* What is needed: Repeat the listing that follows, character for character, minus the pictures.

* Dataset entries:
==*==
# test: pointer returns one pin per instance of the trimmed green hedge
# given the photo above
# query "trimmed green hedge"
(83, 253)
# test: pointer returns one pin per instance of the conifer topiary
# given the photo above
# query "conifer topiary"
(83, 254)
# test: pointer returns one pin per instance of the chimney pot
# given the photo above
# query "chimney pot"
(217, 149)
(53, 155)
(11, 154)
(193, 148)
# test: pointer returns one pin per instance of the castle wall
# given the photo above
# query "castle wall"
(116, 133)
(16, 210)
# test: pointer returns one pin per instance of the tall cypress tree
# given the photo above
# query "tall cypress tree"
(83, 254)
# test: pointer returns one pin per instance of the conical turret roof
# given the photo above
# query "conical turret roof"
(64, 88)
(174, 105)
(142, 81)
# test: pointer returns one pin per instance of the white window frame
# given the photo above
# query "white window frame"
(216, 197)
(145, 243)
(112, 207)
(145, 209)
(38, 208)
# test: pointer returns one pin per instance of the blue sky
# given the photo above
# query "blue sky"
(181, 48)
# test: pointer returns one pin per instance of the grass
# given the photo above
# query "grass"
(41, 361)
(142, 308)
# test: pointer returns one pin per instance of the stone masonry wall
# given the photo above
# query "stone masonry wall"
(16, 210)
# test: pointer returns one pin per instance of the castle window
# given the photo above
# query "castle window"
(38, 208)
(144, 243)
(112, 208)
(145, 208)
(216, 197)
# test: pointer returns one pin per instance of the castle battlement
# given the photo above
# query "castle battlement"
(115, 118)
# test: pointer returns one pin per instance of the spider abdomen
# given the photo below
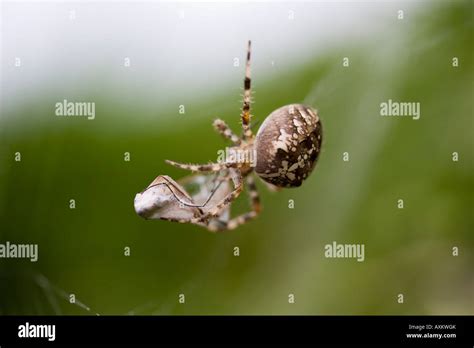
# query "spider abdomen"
(288, 144)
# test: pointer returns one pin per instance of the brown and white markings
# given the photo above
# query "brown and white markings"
(287, 147)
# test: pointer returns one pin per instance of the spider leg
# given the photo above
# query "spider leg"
(225, 201)
(245, 115)
(211, 167)
(244, 218)
(222, 128)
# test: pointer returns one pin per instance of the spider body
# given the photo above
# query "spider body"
(287, 145)
(286, 148)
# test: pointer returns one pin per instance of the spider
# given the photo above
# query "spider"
(285, 151)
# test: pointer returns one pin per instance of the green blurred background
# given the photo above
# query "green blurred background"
(407, 251)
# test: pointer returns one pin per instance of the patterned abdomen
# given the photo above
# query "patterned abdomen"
(288, 144)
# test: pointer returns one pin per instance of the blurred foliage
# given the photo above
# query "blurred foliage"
(408, 251)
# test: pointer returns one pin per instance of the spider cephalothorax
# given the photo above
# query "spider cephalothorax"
(285, 151)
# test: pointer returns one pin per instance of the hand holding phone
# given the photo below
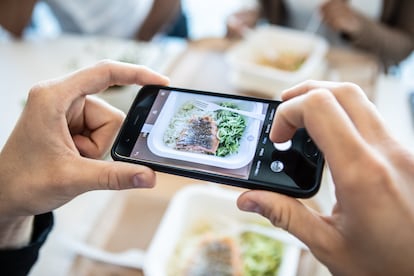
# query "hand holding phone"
(217, 137)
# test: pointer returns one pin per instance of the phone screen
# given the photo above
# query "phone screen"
(215, 135)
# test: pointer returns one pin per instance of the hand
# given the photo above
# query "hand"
(50, 156)
(370, 230)
(341, 17)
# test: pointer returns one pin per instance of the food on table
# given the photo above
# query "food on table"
(287, 60)
(207, 249)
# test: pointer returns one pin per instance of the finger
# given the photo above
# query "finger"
(289, 214)
(88, 174)
(99, 77)
(93, 134)
(326, 122)
(354, 101)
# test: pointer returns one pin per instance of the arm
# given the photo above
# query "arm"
(390, 42)
(16, 15)
(373, 179)
(50, 157)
==*==
* Solution to this exercise:
# test: pointer returns one pin per instance of the trimmed green hedge
# given the photo above
# query "trimmed green hedge"
(83, 253)
# test: pointer returns one pin per instance of the conifer topiary
# given the photo above
# query "conifer topiary"
(83, 254)
# test: pointer returns one pin per instance of the chimney pot
# given the photo above
# query "chimney pot"
(217, 149)
(53, 155)
(11, 154)
(193, 148)
# test: pointer returns one pin per instance of the castle wall
# given the photo above
# query "castle wall"
(116, 133)
(16, 210)
# test: pointer returns one pin per instance of the tall cypress tree
# given the photo above
# query "tall cypress tree"
(83, 254)
# test: pointer returns one pin per instance of the conical turret roof
# given the photo above
# query "conical turret roof"
(64, 88)
(174, 105)
(142, 81)
# test: pointer returns one pin per instance of the white window frame
# given the photo above
# query "white window frame"
(216, 197)
(145, 243)
(112, 207)
(145, 209)
(38, 208)
# test: pointer returns one pin per instance of the blue sky
# given the photo above
# query "blue sky"
(181, 48)
# test: pointer returns one pin per instance of the grass
# given the photo above
# query "grass"
(41, 361)
(142, 308)
# test: pointer returns one pin per instance of the stone masonry wall
# given the photo above
# query "stone masonry wall"
(16, 210)
# test: pointer returns one pin per instance of the castle window
# given the photo above
# query "castle window"
(38, 208)
(144, 243)
(112, 208)
(145, 208)
(216, 197)
# test: pointer returns one pin per instance of the castle battlement
# given the photo above
# query "castle battlement"
(115, 118)
# test: pointer returns one pin per instance of the spider abdomen
# given the photo below
# query "spider abdomen"
(288, 144)
# test: pointer returns one pin per instance of the brown and white markings
# given the photo above
# query "brown and white markings"
(287, 147)
# test: pointer returns one pin per instance of the spider leg
# given the photo above
# query "spider leg"
(225, 201)
(245, 115)
(211, 167)
(244, 218)
(222, 128)
# test: pointer returns one pin per instance of the spider body
# given the photo above
# query "spider body"
(287, 145)
(286, 148)
# test: pointer returns one pin per instance of the spider
# given the photo above
# query "spider"
(285, 151)
# test: pointer returns one pin per instance of the green blurred background
# given the photo above
# query "green blurred background"
(407, 251)
# test: pointer returns one pin per instance of the patterned abdomen
# given the photo above
# query "patterned abdomen"
(288, 144)
# test: pointer returns one pin per instance of the blurred foliage
# given the photo above
# query "blurred foliage"
(408, 251)
# test: pointer returns one pin per instance of the spider cephalothorax
# given the photo above
# query "spider cephalothorax"
(285, 151)
# test: pointer returns one pin per instance of the hand holding phone
# given the photo below
# query "hand holding phone"
(217, 137)
# test: pointer returns one pin per instance of the phone screen
# given the photo above
# query "phone screen"
(215, 135)
# test: pointer returns one pin per instance of the hand
# given the photo above
# query "hand"
(50, 156)
(370, 230)
(341, 17)
# test: pointer returns one pin per instance of the food on table
# given the photo above
# query "food on table"
(287, 60)
(207, 249)
# test: pointer returns one pin per instance of the finger
# given the photo above
# query "finger"
(289, 214)
(88, 174)
(99, 77)
(93, 134)
(326, 122)
(354, 101)
# test: pointer returns one pin per instance of the arm
# given the photo above
# query "arm"
(390, 42)
(16, 15)
(373, 179)
(50, 157)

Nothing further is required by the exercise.